───── INPUT MATERIAL
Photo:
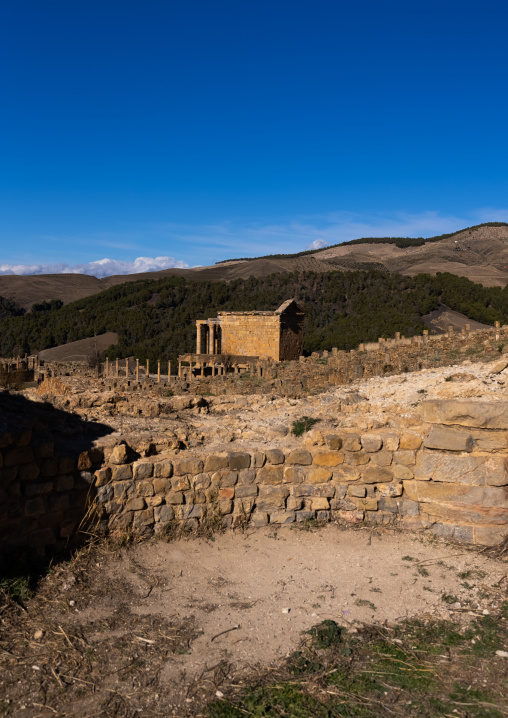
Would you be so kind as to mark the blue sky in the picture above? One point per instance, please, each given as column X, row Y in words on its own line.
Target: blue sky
column 199, row 130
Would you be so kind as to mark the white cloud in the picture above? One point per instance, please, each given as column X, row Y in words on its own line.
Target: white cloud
column 317, row 244
column 98, row 268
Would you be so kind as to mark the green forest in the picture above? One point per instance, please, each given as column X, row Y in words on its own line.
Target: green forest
column 155, row 319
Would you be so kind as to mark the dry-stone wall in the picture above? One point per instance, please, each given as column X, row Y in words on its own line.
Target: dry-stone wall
column 450, row 477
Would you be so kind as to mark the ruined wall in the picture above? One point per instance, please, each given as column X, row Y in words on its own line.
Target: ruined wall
column 449, row 477
column 251, row 334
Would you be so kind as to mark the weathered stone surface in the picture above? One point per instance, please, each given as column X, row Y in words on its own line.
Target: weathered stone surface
column 216, row 462
column 119, row 455
column 346, row 473
column 142, row 470
column 187, row 465
column 371, row 443
column 333, row 442
column 382, row 458
column 376, row 475
column 351, row 442
column 464, row 412
column 121, row 472
column 410, row 441
column 301, row 457
column 472, row 470
column 163, row 469
column 274, row 456
column 318, row 475
column 328, row 458
column 270, row 474
column 239, row 460
column 441, row 437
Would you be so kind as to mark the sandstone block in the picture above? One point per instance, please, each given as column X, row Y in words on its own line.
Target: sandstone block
column 142, row 470
column 401, row 473
column 376, row 475
column 246, row 477
column 187, row 465
column 122, row 472
column 346, row 473
column 270, row 474
column 410, row 441
column 357, row 491
column 471, row 470
column 442, row 437
column 333, row 442
column 358, row 458
column 371, row 443
column 351, row 442
column 466, row 412
column 329, row 458
column 382, row 458
column 216, row 462
column 238, row 460
column 282, row 517
column 119, row 455
column 274, row 456
column 404, row 457
column 163, row 469
column 301, row 457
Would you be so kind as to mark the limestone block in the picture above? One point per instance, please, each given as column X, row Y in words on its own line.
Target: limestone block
column 239, row 460
column 174, row 498
column 382, row 458
column 122, row 472
column 161, row 486
column 282, row 517
column 142, row 470
column 356, row 458
column 442, row 437
column 215, row 462
column 163, row 514
column 270, row 474
column 258, row 459
column 163, row 469
column 389, row 489
column 274, row 456
column 346, row 473
column 300, row 457
column 357, row 491
column 391, row 442
column 351, row 442
column 318, row 475
column 333, row 442
column 246, row 477
column 187, row 465
column 294, row 475
column 271, row 497
column 371, row 443
column 472, row 470
column 465, row 412
column 401, row 473
column 376, row 475
column 119, row 455
column 410, row 441
column 404, row 457
column 28, row 472
column 329, row 458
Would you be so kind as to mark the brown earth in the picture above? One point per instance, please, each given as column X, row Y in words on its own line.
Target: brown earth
column 158, row 628
column 478, row 254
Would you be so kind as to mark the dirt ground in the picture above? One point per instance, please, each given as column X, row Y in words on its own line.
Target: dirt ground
column 158, row 628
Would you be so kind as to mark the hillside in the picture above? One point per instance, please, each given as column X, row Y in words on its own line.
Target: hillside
column 478, row 253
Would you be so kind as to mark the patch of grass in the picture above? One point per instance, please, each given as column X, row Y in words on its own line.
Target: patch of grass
column 302, row 425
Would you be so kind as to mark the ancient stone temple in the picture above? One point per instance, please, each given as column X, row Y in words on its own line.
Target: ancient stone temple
column 243, row 339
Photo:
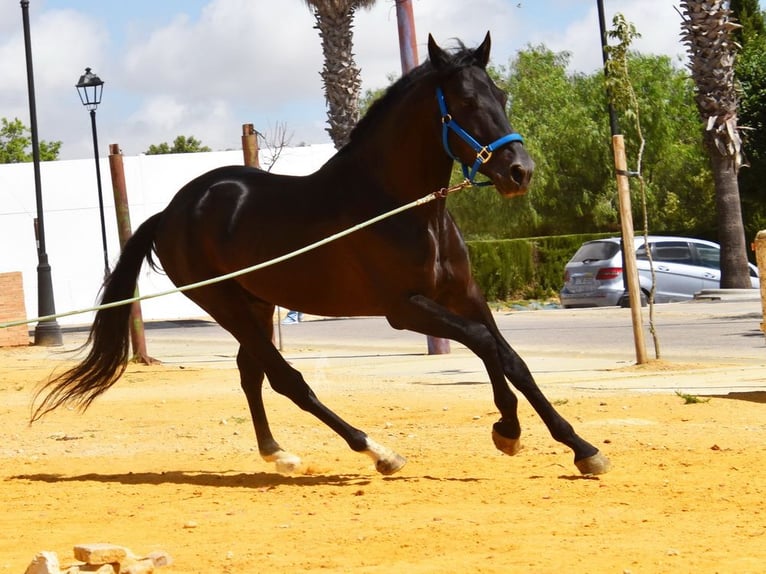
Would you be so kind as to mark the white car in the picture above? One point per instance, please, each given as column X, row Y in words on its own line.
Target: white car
column 682, row 266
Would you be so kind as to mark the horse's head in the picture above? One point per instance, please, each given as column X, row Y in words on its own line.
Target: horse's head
column 475, row 126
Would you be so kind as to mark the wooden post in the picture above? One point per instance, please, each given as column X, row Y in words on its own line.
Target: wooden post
column 122, row 211
column 250, row 145
column 631, row 268
column 250, row 154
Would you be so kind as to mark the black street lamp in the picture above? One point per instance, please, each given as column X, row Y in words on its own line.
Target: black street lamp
column 47, row 332
column 90, row 87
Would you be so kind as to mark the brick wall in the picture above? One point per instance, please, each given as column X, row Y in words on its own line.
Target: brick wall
column 12, row 307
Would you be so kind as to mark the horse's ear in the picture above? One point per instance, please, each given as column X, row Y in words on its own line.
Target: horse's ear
column 437, row 56
column 482, row 52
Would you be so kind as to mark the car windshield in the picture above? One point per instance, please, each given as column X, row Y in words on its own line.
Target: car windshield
column 596, row 251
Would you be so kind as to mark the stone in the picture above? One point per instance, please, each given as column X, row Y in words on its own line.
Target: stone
column 110, row 568
column 142, row 566
column 160, row 558
column 44, row 563
column 99, row 553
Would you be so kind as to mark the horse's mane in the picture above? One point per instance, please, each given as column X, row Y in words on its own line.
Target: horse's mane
column 459, row 57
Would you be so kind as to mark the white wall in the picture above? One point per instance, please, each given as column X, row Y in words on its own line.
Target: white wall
column 73, row 228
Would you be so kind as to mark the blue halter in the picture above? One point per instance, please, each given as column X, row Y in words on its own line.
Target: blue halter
column 483, row 153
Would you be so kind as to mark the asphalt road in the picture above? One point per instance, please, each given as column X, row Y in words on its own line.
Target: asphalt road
column 695, row 330
column 715, row 347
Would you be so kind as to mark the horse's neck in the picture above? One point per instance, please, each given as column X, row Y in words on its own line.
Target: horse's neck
column 403, row 153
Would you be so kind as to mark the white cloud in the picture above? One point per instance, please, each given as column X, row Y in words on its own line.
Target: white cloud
column 241, row 61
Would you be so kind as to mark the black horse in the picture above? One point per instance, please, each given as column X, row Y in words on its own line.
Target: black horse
column 412, row 268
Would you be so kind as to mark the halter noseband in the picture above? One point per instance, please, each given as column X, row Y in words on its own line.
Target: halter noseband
column 483, row 153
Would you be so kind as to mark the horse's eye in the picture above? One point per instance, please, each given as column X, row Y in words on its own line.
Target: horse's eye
column 469, row 103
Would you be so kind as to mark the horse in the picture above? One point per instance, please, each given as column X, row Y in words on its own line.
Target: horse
column 412, row 269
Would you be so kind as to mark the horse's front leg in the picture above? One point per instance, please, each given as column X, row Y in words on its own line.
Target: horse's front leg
column 587, row 457
column 426, row 316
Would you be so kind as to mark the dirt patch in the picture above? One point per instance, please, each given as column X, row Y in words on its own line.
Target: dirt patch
column 166, row 460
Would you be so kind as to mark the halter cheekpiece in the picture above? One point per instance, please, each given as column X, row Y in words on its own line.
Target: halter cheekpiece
──────────
◆ YOUR ASSIGNMENT:
Please copy, exactly as written, every line in the listing above from the line with "Target: blue sky" up to and including the line with "Would you be so kind as to mark the sandstone".

◆ OUTPUT FOR THIS EXERCISE:
Target: blue sky
column 199, row 130
Would you be so kind as to mark the white cloud in the picture above? One point per instance, please, each given as column X, row Y in words on its own line.
Target: white cloud
column 317, row 244
column 98, row 268
Would you be so kind as to mark the green forest in the picture above? One point per instance, please, each given as column X, row Y in words on its own line.
Target: green forest
column 155, row 319
Would you be so kind as to mark the dry-stone wall in the picture above? One point per instance, please, each given as column X, row Y in words on its own line.
Target: dry-stone wall
column 450, row 477
Would you be so kind as to mark the ruined wall in the picture above? One point per instance, please, each given as column X, row Y in words on its own line.
Target: ruined wall
column 449, row 477
column 251, row 334
Would you be so kind as to mark the weathered stone surface in the picture above? One point per instance, please, each given as column X, row Y in words on its own line.
Target: weathered stone surface
column 216, row 462
column 119, row 455
column 346, row 473
column 142, row 470
column 187, row 465
column 371, row 443
column 333, row 442
column 382, row 458
column 376, row 475
column 351, row 442
column 464, row 412
column 121, row 472
column 410, row 441
column 301, row 457
column 472, row 470
column 163, row 469
column 274, row 456
column 318, row 475
column 328, row 458
column 270, row 474
column 239, row 460
column 441, row 437
Would you be so kind as to mark the sandstone block in the picture above? One point per instance, please, each given as column X, row Y in words on its own line.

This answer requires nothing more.